* [DATA FOR PROCESSING]:
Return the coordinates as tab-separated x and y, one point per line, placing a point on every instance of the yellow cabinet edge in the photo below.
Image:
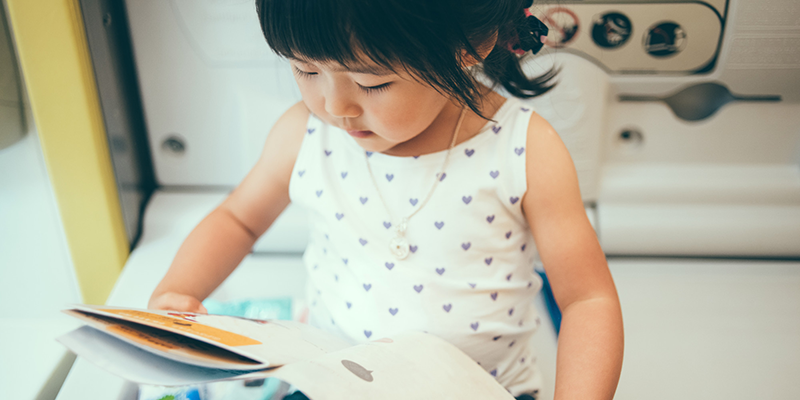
58	73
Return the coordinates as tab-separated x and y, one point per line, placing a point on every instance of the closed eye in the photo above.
375	89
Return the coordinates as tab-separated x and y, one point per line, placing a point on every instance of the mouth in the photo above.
360	134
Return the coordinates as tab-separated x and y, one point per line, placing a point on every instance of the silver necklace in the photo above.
399	245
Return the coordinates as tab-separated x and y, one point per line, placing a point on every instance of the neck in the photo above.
437	136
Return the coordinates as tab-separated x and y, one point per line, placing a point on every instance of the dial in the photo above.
611	30
665	39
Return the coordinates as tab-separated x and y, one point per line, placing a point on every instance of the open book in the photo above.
176	348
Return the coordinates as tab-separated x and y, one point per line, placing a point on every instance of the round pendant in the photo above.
399	247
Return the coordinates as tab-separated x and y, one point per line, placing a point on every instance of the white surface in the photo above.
36	275
709	329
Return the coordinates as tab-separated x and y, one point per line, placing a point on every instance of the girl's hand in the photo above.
176	302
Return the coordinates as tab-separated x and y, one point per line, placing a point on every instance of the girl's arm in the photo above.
219	243
590	343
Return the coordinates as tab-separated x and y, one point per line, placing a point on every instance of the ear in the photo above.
483	50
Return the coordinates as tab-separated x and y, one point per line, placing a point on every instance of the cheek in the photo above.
311	98
401	120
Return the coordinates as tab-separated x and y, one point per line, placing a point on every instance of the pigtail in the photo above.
503	66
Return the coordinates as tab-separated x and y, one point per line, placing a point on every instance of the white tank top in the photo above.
469	277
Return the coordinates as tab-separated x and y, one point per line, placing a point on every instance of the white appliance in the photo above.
699	217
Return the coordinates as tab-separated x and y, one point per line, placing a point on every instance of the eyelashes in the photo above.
367	89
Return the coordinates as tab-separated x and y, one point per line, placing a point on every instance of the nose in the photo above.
339	103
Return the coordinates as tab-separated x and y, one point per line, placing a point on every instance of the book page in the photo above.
136	365
271	343
411	366
167	344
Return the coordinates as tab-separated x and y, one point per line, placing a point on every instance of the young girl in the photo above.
429	194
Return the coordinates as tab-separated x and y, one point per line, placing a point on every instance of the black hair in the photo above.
424	37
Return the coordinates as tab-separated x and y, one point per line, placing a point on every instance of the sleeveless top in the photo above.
469	276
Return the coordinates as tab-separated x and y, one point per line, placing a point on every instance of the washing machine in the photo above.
682	118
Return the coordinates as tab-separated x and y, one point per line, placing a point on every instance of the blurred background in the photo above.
123	123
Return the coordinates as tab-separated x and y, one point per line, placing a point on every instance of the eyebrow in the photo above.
358	68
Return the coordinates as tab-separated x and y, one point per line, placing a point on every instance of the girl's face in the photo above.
378	108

* [WHAT IS EXPECTED]: Return the full material word for word. Do not include the pictures.

* [PROBLEM SOLUTION]:
Return the coordinates as tab-separated x and y, one point per line, placing a point on every instance of the yellow cabinet edge in the photo below.
Image:
58	73
Return the coordinates as tab-separated x and y, one point per line, placing a point on every instance of the closed eye in the photo above.
375	89
Return the coordinates as tab-separated x and y, one point per line, placing a point on every instance of the mouth in the photo above.
360	134
Return the coordinates as tab-separated x and y, one point per line, placing a point on every instance of the silver necklace in the photo above.
399	245
Return the coordinates as tab-separated x and y, one point per line, placing a point on every instance of the neck in the photo above.
437	136
Return the coordinates as tab-separated x and y, one point per line, placing a point on every instance of the dial in the photo above.
611	30
665	39
Return the coordinates as tab-separated x and y, one point per line, placing a point on every instance of the open book in the photo above.
176	348
Return the coordinates as tab-separated x and y, one point per line, placing a point on every instance of the round pendant in the photo above.
399	247
Return the coordinates as tab-separated x and y, one point per line, placing a point on every instance of the white surface in the photo above.
36	275
709	329
Return the coordinates as tab-separated x and y, one point per line, placing a point on every instance of the girl's hand in the photo above.
176	302
Return the coordinates as tab-separated x and y, one point per line, placing a point on every instance of the girl's arm in the photo above.
219	243
590	343
Return the coordinates as tab-separated x and y, one point per line, placing a point on every instance of the ear in the photo above.
483	50
Return the coordinates as tab-separated x and y, one point per line, placing a point on every instance of the cheek in the photo above.
311	98
401	120
Return the coordinates as tab-separated x and y, one point per line, placing a point on every instance of the pigtail in the photo above.
503	66
Return the coordinates as tab-separated x and y, one point per line, placing a point on every instance of the white tank top in the photo above.
469	277
Return the coordinates as tab-separated x and y, one point per line, placing a point on every instance of the white appliance in the photo above.
699	217
Return the coordinates as tab-separated x and y, one point per line, placing a point on every instance of the eyelashes in the photo above.
367	89
Return the coordinates as tab-separated x and y, one point per line, placing a point on every instance of the nose in the photo above.
339	103
Return the coordinates as tab-separated x and y, one point per line, placing a point on every instance of the book page in the photo above.
136	365
271	343
411	366
167	344
Return the coordinates as tab-separated x and y, one point per line, placing a point on every instance of the young girl in the photo above.
429	194
Return the coordinates as tab-separated x and y, one point per line, placing a point on every instance of the black hair in the photo above.
424	37
Return the coordinates as tab-separated x and y, one point per line, placing a point on every instance of the sleeveless top in the photo above.
469	276
Return the coordinates as tab-separated x and y, one point per line, placing a point on every instance of the washing machine in the photo above.
682	118
Return the coordinates as tab-separated x and y, one point per line, placing a point on every instance of the blurred background in the photo above.
123	123
Return the coordinates as tab-separated x and y, one point per line, placing a point on every instance of the eyebrow in the photo above.
358	68
Return the coordinates as tab-separated x and y, one point per line, placing a point on every instance of the girl's face in the photo above.
378	108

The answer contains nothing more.